═══ Records for processing ═══

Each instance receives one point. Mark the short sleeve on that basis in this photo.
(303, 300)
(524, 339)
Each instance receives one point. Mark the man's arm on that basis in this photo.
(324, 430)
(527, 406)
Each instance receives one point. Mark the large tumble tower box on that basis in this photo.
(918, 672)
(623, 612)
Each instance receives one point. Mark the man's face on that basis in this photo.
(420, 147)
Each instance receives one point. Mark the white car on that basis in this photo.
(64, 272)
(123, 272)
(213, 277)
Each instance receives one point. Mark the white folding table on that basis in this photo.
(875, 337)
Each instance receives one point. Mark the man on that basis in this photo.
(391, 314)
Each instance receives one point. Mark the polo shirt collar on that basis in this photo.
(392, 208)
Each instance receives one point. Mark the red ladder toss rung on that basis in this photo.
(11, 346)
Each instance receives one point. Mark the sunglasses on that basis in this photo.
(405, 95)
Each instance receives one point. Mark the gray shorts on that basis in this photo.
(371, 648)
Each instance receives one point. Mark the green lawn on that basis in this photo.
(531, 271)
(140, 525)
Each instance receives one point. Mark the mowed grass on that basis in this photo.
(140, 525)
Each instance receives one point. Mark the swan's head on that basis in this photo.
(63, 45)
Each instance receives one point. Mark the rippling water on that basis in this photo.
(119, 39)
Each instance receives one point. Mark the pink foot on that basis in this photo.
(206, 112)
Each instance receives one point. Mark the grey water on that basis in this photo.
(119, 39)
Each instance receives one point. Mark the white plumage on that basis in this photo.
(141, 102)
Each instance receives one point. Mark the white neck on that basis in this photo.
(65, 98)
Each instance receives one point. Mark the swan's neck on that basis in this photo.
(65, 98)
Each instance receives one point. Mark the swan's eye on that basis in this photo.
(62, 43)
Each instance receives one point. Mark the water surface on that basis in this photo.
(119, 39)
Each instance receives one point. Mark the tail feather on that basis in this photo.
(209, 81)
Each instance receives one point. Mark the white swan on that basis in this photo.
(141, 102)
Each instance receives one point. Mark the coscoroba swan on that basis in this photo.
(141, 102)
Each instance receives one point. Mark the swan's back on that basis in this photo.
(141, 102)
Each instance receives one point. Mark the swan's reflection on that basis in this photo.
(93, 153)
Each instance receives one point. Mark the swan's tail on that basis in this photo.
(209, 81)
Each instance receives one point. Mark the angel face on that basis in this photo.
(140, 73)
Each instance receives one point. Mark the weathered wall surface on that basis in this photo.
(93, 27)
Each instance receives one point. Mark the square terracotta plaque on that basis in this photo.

═══

Your task is to transcribe the listing above in full, exactly as given.

Each instance receives one point. Mark the short sleeve on that basis in this photo.
(303, 300)
(524, 339)
Each instance receives one point. Mark the man's arm on that basis in this photo.
(324, 430)
(527, 406)
Each instance receives one point. Mark the large tumble tower box on that basis in this photo.
(918, 672)
(623, 612)
Each instance receives one point. Mark the man's face on that basis in this photo.
(420, 147)
Each instance receives one point. Mark the white car on that basis in this photo.
(64, 272)
(123, 272)
(213, 277)
Each instance receives one point. Mark the white folding table on that basis in this photo.
(875, 337)
Each instance receives one point. Mark the man on that basis in this photo.
(391, 314)
Each instance receives one point. Mark the polo shirt collar on that basis in this photo.
(392, 208)
Each instance receives one point. Mark the red ladder toss rung on that basis in this photo.
(11, 346)
Each instance receives one point. Mark the sunglasses on that basis in this photo.
(405, 95)
Each instance receives one point. Mark the gray shorts on that basis in this photo.
(371, 648)
Each instance receives one point. Mark the green lawn on that basis in this photo.
(531, 271)
(140, 525)
Each instance receives one point. Mark the mowed grass on that basis in this photo.
(140, 525)
Each instance receives one point. Mark the swan's head on that basis in this photo.
(63, 45)
Each instance receives one point. Mark the rippling water on that basis in this photo.
(119, 39)
Each instance receives one point. Mark the pink foot on that basis in this photo.
(206, 112)
Each instance receives one point. Mark the grey water on that basis in this photo.
(119, 39)
Each instance receives one point. Mark the white plumage on that basis in this photo.
(141, 102)
Each instance receives one point. Mark the white neck on that basis in this photo.
(65, 98)
Each instance receives one point. Mark the swan's neck on that basis in this photo.
(65, 98)
Each instance receives one point. Mark the swan's eye on that basis in this photo.
(62, 43)
Each instance receives one point. Mark the water surface on that basis in this photo.
(119, 39)
Each instance receives one point. Mark the tail feather on that basis in this photo.
(209, 81)
Each instance receives one point. Mark the white swan on that basis in this photo.
(141, 102)
Each instance receives one point. Mark the coscoroba swan on that basis in this photo.
(141, 102)
Each instance receives one point. Mark the swan's back on that basis in this photo.
(141, 102)
Each instance receives one point. Mark the swan's reflection on that basis in this photo.
(93, 153)
Each instance receives one point. Mark the swan's tail on that basis in this photo.
(209, 81)
Each instance receives one point. Mark the angel face on that basis in this photo.
(140, 73)
Each instance receives one point. Mark the weathered wall surface on that basis in this photo.
(93, 27)
Each instance receives one point. Mark the square terracotta plaque on that basis in this photo.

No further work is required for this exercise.